Items from a dataset
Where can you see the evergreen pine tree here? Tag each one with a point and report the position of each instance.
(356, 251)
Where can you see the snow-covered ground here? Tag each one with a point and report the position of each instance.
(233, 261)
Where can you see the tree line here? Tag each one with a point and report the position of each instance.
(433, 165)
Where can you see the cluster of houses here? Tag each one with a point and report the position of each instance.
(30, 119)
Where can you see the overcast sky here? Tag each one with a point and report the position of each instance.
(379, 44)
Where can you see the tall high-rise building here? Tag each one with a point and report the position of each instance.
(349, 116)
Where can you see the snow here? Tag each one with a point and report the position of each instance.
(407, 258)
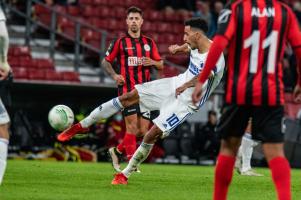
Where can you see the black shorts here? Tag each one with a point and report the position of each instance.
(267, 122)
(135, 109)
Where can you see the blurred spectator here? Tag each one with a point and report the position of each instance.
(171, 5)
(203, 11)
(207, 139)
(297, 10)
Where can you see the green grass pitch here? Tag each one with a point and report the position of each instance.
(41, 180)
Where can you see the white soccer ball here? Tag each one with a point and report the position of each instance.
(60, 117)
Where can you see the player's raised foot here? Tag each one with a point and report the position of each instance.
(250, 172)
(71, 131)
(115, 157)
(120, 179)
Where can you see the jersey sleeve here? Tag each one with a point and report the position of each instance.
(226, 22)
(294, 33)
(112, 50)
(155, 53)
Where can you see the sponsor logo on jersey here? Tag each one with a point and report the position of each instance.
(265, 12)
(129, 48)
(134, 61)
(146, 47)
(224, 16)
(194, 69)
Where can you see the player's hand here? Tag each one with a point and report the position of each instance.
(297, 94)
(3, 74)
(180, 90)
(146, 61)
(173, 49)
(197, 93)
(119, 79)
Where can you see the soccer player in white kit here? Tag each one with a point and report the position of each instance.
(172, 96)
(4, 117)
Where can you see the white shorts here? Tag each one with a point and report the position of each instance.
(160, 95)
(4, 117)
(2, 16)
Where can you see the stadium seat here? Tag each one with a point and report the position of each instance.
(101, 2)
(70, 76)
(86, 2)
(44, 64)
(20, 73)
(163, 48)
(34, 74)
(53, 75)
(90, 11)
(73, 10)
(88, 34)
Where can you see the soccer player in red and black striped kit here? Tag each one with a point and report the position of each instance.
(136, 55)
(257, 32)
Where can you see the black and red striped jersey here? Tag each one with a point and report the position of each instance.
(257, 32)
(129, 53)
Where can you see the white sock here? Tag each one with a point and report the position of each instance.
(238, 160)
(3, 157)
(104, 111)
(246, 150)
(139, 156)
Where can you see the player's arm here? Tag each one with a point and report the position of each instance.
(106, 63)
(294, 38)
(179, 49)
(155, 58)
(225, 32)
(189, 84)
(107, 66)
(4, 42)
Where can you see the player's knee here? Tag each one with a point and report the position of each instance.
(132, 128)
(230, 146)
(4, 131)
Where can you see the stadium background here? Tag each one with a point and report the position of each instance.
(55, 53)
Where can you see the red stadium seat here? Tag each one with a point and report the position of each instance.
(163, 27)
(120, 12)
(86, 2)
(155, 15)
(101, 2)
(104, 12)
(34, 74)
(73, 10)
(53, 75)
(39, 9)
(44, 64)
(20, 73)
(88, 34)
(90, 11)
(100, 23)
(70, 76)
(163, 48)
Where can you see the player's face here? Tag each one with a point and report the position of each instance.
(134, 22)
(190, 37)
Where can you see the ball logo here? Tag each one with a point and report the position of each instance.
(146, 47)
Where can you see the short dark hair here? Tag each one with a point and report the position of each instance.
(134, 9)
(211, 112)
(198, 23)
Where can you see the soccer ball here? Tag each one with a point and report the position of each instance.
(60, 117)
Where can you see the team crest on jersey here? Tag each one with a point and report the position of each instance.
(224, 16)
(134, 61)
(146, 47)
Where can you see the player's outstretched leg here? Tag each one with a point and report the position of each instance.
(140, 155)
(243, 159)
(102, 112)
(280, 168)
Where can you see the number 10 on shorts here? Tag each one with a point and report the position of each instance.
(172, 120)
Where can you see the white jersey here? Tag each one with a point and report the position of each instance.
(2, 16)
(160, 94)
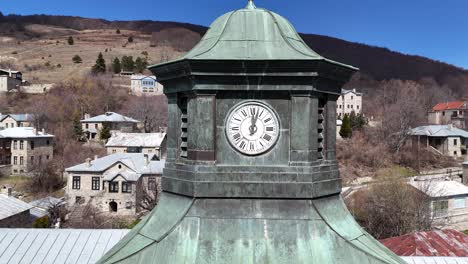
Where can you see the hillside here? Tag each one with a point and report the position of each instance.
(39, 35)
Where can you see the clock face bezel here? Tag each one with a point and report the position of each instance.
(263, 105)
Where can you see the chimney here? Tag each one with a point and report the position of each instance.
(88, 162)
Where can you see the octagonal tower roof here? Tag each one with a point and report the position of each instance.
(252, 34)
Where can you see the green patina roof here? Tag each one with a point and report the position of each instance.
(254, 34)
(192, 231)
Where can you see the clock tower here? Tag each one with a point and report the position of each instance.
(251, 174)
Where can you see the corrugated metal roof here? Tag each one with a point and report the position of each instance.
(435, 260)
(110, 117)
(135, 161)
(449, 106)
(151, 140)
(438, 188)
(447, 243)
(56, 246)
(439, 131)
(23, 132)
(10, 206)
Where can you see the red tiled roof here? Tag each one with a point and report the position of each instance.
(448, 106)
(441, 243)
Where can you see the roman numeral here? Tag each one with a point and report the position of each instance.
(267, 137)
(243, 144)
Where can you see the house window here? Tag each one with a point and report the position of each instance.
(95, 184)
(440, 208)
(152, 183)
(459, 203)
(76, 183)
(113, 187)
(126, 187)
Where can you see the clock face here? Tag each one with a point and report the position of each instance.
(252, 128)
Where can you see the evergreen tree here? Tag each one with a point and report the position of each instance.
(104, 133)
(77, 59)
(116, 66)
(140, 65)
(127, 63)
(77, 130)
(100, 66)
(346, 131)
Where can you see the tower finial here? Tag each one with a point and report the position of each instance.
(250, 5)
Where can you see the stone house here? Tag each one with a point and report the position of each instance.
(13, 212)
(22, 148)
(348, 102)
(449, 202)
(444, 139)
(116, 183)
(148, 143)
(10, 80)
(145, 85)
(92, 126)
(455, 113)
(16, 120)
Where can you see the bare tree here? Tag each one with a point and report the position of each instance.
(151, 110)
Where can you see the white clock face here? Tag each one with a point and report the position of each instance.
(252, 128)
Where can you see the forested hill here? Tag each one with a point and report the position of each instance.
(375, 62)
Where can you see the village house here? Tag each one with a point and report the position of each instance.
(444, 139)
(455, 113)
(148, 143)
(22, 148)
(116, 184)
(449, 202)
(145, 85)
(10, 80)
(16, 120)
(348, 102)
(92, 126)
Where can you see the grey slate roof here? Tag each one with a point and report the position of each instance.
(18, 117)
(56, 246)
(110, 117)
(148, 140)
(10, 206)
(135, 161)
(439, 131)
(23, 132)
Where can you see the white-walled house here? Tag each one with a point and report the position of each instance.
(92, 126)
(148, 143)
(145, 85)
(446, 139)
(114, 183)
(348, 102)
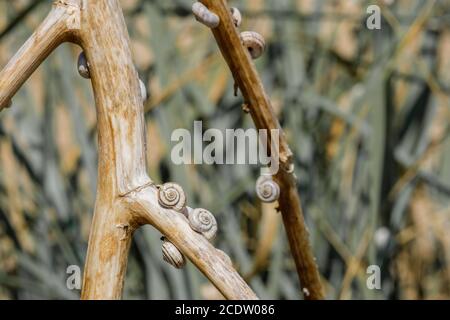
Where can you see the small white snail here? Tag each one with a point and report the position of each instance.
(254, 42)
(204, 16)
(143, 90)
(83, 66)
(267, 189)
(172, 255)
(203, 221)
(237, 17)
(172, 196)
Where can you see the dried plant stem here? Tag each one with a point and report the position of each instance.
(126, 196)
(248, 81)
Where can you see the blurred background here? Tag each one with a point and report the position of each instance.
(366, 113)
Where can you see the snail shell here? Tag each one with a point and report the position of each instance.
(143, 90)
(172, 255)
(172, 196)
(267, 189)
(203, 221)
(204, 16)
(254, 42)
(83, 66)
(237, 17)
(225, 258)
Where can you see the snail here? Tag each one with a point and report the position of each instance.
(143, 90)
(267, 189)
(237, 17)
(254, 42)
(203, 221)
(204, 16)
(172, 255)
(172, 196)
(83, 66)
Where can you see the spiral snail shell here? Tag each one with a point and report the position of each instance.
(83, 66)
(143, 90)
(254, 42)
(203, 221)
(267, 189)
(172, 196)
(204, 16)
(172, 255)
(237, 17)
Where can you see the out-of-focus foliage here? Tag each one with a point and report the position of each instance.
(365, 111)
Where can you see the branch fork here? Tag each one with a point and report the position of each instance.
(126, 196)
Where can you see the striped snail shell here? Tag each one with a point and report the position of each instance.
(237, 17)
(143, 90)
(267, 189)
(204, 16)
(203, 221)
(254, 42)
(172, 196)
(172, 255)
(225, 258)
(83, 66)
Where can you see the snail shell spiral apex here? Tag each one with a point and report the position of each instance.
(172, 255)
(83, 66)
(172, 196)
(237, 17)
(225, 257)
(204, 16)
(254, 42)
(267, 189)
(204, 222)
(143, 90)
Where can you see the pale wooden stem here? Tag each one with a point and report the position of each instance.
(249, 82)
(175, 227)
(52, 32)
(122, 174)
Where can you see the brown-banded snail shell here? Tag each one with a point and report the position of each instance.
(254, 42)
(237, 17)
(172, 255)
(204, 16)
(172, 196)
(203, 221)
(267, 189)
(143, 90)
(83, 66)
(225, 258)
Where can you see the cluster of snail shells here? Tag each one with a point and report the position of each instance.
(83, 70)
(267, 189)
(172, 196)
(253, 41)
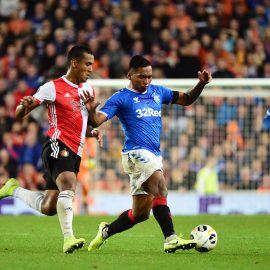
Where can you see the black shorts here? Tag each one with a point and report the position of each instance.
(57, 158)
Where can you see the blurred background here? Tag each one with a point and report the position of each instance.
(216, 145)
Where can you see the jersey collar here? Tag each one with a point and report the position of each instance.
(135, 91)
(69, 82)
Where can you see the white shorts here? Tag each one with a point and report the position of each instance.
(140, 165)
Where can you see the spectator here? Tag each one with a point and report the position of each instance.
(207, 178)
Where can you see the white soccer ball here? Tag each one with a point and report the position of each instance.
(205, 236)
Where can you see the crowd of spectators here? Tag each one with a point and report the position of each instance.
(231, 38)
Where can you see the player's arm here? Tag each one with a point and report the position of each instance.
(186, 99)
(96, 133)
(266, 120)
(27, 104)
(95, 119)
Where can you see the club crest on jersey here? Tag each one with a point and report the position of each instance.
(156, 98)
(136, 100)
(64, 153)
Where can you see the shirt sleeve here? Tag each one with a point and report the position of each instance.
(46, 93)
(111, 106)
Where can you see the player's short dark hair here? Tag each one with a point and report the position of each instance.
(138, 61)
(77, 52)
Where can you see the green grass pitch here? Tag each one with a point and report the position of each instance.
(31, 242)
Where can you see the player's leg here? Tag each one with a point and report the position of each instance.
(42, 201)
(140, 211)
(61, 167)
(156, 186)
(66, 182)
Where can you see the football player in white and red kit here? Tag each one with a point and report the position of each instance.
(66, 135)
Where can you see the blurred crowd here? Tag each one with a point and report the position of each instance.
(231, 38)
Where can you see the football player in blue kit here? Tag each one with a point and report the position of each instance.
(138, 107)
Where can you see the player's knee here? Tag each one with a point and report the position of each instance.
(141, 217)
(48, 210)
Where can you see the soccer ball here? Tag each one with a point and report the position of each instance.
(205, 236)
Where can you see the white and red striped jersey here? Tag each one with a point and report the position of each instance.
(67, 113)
--
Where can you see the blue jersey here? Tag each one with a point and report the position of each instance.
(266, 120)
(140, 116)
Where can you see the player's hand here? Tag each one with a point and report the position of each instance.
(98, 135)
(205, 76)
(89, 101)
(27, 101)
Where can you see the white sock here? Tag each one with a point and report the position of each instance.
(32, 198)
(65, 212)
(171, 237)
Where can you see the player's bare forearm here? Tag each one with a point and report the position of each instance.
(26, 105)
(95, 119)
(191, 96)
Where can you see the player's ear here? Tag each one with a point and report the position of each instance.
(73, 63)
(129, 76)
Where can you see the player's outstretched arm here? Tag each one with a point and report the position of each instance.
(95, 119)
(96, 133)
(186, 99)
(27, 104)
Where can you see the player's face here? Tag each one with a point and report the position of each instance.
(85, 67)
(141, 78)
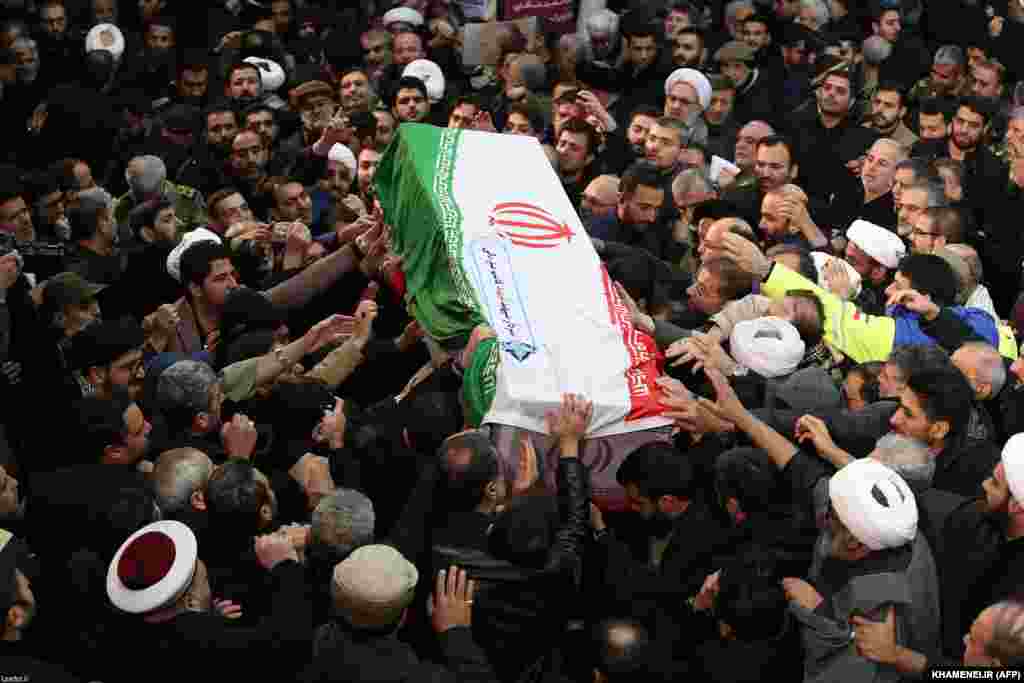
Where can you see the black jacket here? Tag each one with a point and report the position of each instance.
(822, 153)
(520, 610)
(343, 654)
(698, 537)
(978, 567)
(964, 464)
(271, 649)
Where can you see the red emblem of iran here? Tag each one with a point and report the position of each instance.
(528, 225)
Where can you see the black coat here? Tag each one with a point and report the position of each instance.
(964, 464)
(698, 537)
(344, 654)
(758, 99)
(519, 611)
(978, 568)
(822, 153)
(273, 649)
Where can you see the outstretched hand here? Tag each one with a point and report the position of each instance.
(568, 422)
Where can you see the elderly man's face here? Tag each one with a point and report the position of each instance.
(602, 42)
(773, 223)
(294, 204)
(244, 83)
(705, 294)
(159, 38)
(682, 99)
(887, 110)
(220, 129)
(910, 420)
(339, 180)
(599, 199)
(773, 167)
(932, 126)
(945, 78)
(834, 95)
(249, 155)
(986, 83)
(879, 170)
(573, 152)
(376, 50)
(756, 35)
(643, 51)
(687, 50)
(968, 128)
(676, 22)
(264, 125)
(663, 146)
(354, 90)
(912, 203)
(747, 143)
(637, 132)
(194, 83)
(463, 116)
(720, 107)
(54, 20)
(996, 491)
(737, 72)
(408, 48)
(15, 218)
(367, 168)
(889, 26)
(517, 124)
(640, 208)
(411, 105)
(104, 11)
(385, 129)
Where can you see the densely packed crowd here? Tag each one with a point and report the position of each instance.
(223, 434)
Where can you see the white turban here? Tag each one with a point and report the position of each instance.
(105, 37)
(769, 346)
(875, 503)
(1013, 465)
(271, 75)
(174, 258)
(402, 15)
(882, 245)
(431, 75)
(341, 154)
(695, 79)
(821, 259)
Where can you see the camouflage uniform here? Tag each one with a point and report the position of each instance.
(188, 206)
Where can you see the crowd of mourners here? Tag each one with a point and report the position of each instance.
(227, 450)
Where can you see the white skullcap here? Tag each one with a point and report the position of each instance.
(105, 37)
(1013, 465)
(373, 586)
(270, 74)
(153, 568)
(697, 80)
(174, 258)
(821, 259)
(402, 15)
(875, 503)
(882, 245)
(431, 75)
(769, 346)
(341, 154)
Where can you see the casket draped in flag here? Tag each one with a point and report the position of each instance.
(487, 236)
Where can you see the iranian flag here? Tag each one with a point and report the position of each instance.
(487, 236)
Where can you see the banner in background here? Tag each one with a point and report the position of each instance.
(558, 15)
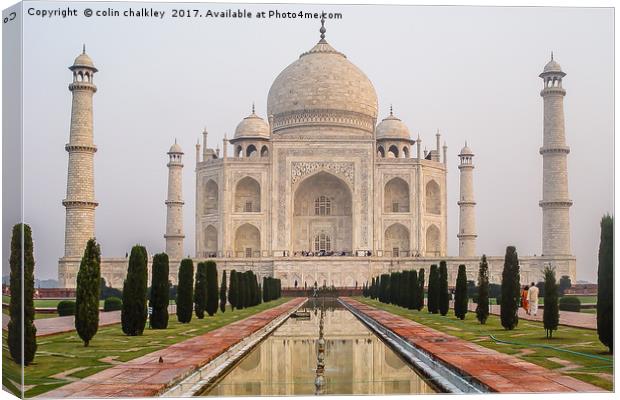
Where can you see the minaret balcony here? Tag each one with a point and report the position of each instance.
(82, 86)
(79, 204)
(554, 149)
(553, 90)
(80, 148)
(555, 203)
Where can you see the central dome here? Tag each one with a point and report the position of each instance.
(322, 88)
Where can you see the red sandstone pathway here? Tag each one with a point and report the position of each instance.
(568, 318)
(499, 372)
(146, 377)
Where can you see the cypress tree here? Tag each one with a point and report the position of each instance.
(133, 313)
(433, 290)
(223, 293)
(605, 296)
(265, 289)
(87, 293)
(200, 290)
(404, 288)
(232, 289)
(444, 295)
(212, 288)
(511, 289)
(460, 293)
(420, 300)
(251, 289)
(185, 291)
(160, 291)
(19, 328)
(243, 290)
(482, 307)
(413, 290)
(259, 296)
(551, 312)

▸ **Work to do**
How many lines in the dataset items above contain the word "logo"? Reply with the number alone.

▸ **Expected answer**
2